::: Records for the exercise

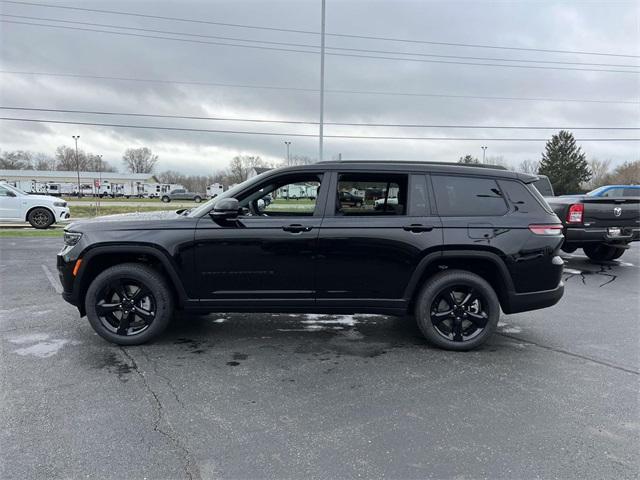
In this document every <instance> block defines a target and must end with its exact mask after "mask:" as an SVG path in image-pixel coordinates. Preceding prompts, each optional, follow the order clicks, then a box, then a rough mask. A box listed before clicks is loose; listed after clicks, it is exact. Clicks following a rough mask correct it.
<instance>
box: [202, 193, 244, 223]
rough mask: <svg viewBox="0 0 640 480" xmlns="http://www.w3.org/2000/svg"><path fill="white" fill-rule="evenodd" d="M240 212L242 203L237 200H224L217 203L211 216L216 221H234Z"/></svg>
mask: <svg viewBox="0 0 640 480" xmlns="http://www.w3.org/2000/svg"><path fill="white" fill-rule="evenodd" d="M239 210H240V203H239V202H238V200H236V199H235V198H222V199H220V200H218V201H217V202H216V204H215V206H214V207H213V210H211V212H209V215H211V218H213V219H214V220H221V219H232V218H237V217H238V211H239Z"/></svg>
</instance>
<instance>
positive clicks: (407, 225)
mask: <svg viewBox="0 0 640 480" xmlns="http://www.w3.org/2000/svg"><path fill="white" fill-rule="evenodd" d="M402 229H403V230H405V231H407V232H413V233H420V232H430V231H431V230H433V225H422V224H421V223H412V224H411V225H405V226H404V227H402Z"/></svg>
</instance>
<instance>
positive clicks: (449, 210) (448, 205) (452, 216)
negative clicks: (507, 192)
mask: <svg viewBox="0 0 640 480" xmlns="http://www.w3.org/2000/svg"><path fill="white" fill-rule="evenodd" d="M432 179H433V188H434V193H435V196H436V204H437V207H438V213H439V214H440V215H441V216H451V217H467V216H501V215H504V214H505V213H507V210H508V209H507V203H506V201H505V199H504V196H503V194H502V191H501V190H500V187H499V186H498V183H497V182H496V181H495V180H493V179H489V178H480V177H462V176H452V175H451V176H449V175H433V176H432Z"/></svg>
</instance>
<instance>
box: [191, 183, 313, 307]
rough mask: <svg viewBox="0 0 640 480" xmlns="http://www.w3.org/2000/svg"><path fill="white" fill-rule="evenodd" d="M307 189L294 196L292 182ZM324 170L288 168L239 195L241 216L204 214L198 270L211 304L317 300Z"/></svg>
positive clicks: (200, 279)
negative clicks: (300, 194)
mask: <svg viewBox="0 0 640 480" xmlns="http://www.w3.org/2000/svg"><path fill="white" fill-rule="evenodd" d="M293 186H295V187H299V188H300V189H301V190H303V191H305V192H307V196H306V197H304V198H300V197H296V198H295V199H294V198H291V197H289V196H288V194H287V192H288V191H290V190H291V187H293ZM319 193H320V194H321V193H322V173H321V172H313V173H304V174H283V175H279V176H277V177H271V178H269V179H265V181H264V182H262V183H260V184H259V185H257V186H255V187H253V188H252V189H251V190H250V191H247V192H243V193H242V194H240V195H238V197H237V198H238V200H239V202H240V207H241V215H240V216H239V217H238V219H237V220H213V219H212V218H210V217H209V216H208V215H207V216H205V217H203V218H201V219H200V220H199V222H198V226H197V229H196V237H195V240H196V271H197V274H198V275H199V280H200V298H201V300H202V301H203V302H207V304H224V305H233V306H237V307H240V308H242V307H247V308H250V307H251V306H252V305H261V306H268V305H274V306H277V305H279V304H282V303H283V300H286V301H287V305H289V306H291V305H301V306H303V305H312V304H313V303H314V301H315V268H316V264H315V262H316V259H315V256H316V253H317V241H318V233H319V229H320V224H321V221H322V212H321V209H320V206H319V205H320V202H319V200H318V199H319V198H321V195H319Z"/></svg>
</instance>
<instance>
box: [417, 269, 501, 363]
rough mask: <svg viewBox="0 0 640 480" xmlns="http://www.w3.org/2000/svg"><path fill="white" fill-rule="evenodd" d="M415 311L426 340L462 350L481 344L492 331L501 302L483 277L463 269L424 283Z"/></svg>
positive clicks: (483, 341)
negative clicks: (500, 301)
mask: <svg viewBox="0 0 640 480" xmlns="http://www.w3.org/2000/svg"><path fill="white" fill-rule="evenodd" d="M415 313H416V320H417V323H418V327H419V328H420V331H421V332H422V334H423V335H424V336H425V338H426V339H427V340H428V341H429V343H431V344H433V345H435V346H437V347H440V348H444V349H446V350H457V351H465V350H471V349H473V348H476V347H478V346H479V345H481V344H483V343H484V342H485V341H486V340H487V339H488V338H489V337H490V336H491V334H492V333H493V332H494V331H495V329H496V326H497V325H498V319H499V318H500V303H499V302H498V297H497V296H496V293H495V291H494V290H493V288H492V287H491V285H489V283H488V282H487V281H486V280H485V279H483V278H482V277H480V276H478V275H476V274H475V273H471V272H467V271H464V270H446V271H444V272H441V273H438V274H437V275H435V276H434V277H433V278H431V279H430V280H429V281H427V283H426V284H425V285H424V287H423V288H422V291H421V292H420V295H419V297H418V301H417V302H416V310H415Z"/></svg>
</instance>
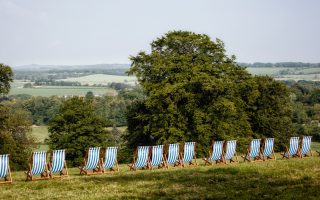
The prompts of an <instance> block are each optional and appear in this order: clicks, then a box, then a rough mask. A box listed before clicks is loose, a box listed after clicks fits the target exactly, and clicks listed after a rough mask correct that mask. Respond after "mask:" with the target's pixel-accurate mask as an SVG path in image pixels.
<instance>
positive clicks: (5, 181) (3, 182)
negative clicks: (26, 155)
mask: <svg viewBox="0 0 320 200" xmlns="http://www.w3.org/2000/svg"><path fill="white" fill-rule="evenodd" d="M8 158H9V162H8V175H7V176H6V177H4V181H0V184H6V183H8V184H11V183H12V176H11V170H10V157H9V155H8Z"/></svg>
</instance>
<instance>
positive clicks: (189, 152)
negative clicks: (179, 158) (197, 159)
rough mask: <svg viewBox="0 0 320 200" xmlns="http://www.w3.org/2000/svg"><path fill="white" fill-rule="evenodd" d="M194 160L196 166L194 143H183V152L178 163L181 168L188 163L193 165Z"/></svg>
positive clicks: (196, 159) (195, 143) (192, 142)
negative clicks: (180, 166)
mask: <svg viewBox="0 0 320 200" xmlns="http://www.w3.org/2000/svg"><path fill="white" fill-rule="evenodd" d="M193 159H194V161H195V164H196V165H198V164H197V159H196V143H195V142H186V143H184V150H183V158H182V160H181V161H180V164H181V166H182V167H184V164H185V163H189V165H193V164H194V163H193V162H192V160H193Z"/></svg>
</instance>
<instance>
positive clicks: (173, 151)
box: [165, 143, 180, 168]
mask: <svg viewBox="0 0 320 200" xmlns="http://www.w3.org/2000/svg"><path fill="white" fill-rule="evenodd" d="M167 154H168V157H166V156H165V159H166V168H168V167H169V166H168V165H169V164H170V165H173V166H177V165H178V164H179V163H180V152H179V143H176V144H168V151H167Z"/></svg>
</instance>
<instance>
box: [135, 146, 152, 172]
mask: <svg viewBox="0 0 320 200" xmlns="http://www.w3.org/2000/svg"><path fill="white" fill-rule="evenodd" d="M148 157H149V146H139V147H138V152H137V160H136V163H135V164H134V168H136V169H137V168H143V167H148Z"/></svg>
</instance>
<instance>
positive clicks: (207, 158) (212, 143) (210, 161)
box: [203, 141, 224, 165]
mask: <svg viewBox="0 0 320 200" xmlns="http://www.w3.org/2000/svg"><path fill="white" fill-rule="evenodd" d="M223 144H224V141H212V145H211V147H210V150H209V157H208V158H203V160H204V162H205V163H204V164H205V165H206V164H207V163H208V164H213V162H214V161H215V162H216V163H218V162H222V161H223V159H222V154H223Z"/></svg>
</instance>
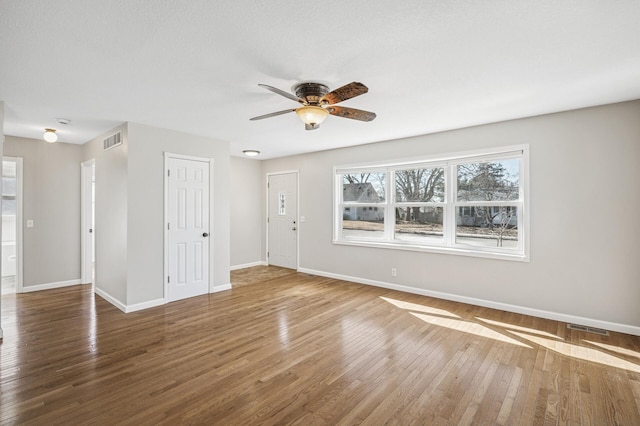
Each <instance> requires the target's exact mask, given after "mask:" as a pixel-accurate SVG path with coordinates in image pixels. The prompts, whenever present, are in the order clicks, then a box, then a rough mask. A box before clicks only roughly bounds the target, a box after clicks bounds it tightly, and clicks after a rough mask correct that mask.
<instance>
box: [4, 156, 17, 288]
mask: <svg viewBox="0 0 640 426" xmlns="http://www.w3.org/2000/svg"><path fill="white" fill-rule="evenodd" d="M1 204H2V206H1V210H2V294H11V293H21V292H22V158H20V157H3V158H2V203H1Z"/></svg>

::::::

Exercise aim => Extract the lines word for word, beginning at the start of the records and stopping after the line that contains "212L242 203L237 200H224L217". Leave out the pictures.

Result of the exercise =>
In this document every <instance> block defines a target and must end with its exact mask after "mask:" as an SVG path in image-pixel coordinates. Preceding prompts, each optional, follow the order clicks, then a box, then a rough mask. A box listed before clicks is loose; listed after clicks, it is exact. Clicks following a rough mask correct it.
<instance>
box: [202, 193, 244, 223]
rough mask: <svg viewBox="0 0 640 480" xmlns="http://www.w3.org/2000/svg"><path fill="white" fill-rule="evenodd" d="M240 212L242 203L237 200H224L217 203L211 216L216 221H234Z"/></svg>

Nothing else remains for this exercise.